[[ Extracted material, beginning ]]

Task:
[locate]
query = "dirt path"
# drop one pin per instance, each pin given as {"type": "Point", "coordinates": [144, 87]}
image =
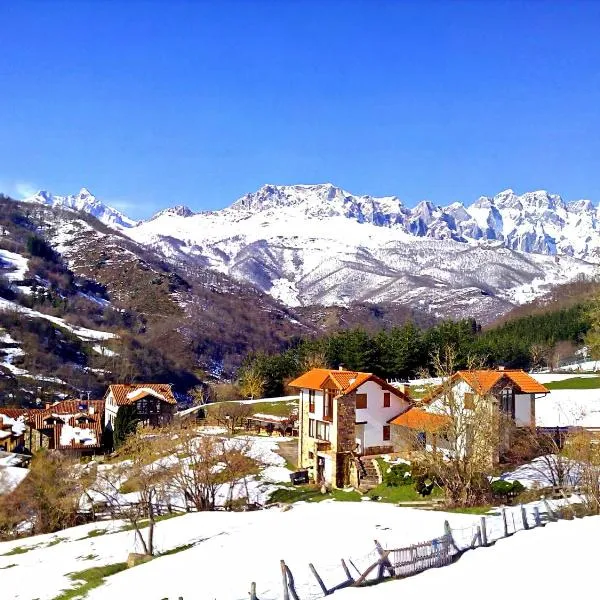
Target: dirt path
{"type": "Point", "coordinates": [289, 451]}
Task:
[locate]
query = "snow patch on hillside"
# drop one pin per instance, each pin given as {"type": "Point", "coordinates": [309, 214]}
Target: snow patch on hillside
{"type": "Point", "coordinates": [82, 333]}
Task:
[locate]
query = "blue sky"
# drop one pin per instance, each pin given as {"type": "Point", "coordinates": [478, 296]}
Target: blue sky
{"type": "Point", "coordinates": [150, 104]}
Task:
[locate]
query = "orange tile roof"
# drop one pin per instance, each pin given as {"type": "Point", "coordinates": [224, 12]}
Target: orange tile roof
{"type": "Point", "coordinates": [312, 380]}
{"type": "Point", "coordinates": [526, 383]}
{"type": "Point", "coordinates": [70, 409]}
{"type": "Point", "coordinates": [344, 381]}
{"type": "Point", "coordinates": [483, 380]}
{"type": "Point", "coordinates": [123, 392]}
{"type": "Point", "coordinates": [421, 420]}
{"type": "Point", "coordinates": [15, 413]}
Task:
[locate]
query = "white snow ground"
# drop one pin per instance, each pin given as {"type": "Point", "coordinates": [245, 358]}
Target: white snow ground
{"type": "Point", "coordinates": [17, 264]}
{"type": "Point", "coordinates": [230, 550]}
{"type": "Point", "coordinates": [82, 333]}
{"type": "Point", "coordinates": [557, 561]}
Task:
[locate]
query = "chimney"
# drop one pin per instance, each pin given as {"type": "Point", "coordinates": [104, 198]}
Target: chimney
{"type": "Point", "coordinates": [402, 387]}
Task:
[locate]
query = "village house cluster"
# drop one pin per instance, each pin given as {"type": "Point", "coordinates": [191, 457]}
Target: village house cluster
{"type": "Point", "coordinates": [348, 417]}
{"type": "Point", "coordinates": [79, 426]}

[[ Extracted material, end ]]

What you have to do »
Restate the records above word for word, without the pictures.

The answer »
Task:
[locate]
query = "dirt path"
# drop one pin per instance, each pin given as {"type": "Point", "coordinates": [144, 87]}
image =
Target: dirt path
{"type": "Point", "coordinates": [289, 451]}
Task:
[locate]
query = "snow patch on hillside"
# drop one pin per instance, each pin given as {"type": "Point", "coordinates": [309, 214]}
Target: snow patch on hillside
{"type": "Point", "coordinates": [82, 333]}
Task:
[locate]
query = "blue sky"
# drop one pin per instance, each pin given as {"type": "Point", "coordinates": [478, 296]}
Target: blue sky
{"type": "Point", "coordinates": [150, 104]}
Task:
[locate]
query = "orange tile roof"
# drop one pin per instance, each pin given as {"type": "Point", "coordinates": [224, 12]}
Target: orange tile roof
{"type": "Point", "coordinates": [312, 380]}
{"type": "Point", "coordinates": [526, 383]}
{"type": "Point", "coordinates": [70, 409]}
{"type": "Point", "coordinates": [344, 381]}
{"type": "Point", "coordinates": [483, 380]}
{"type": "Point", "coordinates": [123, 392]}
{"type": "Point", "coordinates": [421, 420]}
{"type": "Point", "coordinates": [15, 413]}
Task:
[locate]
query = "white snow ground"
# drop one pin per instance, each pin given as {"type": "Point", "coordinates": [245, 358]}
Target: white snow ground
{"type": "Point", "coordinates": [17, 264]}
{"type": "Point", "coordinates": [230, 550]}
{"type": "Point", "coordinates": [82, 333]}
{"type": "Point", "coordinates": [557, 561]}
Task:
[locate]
query = "chimney"
# drop one pin per instance, each pin given as {"type": "Point", "coordinates": [104, 198]}
Target: chimney
{"type": "Point", "coordinates": [402, 387]}
Task:
[locate]
query = "village house cluster"
# drop one pin per instance, each pin given as {"type": "Point", "coordinates": [191, 457]}
Target: village house cluster
{"type": "Point", "coordinates": [348, 417]}
{"type": "Point", "coordinates": [79, 426]}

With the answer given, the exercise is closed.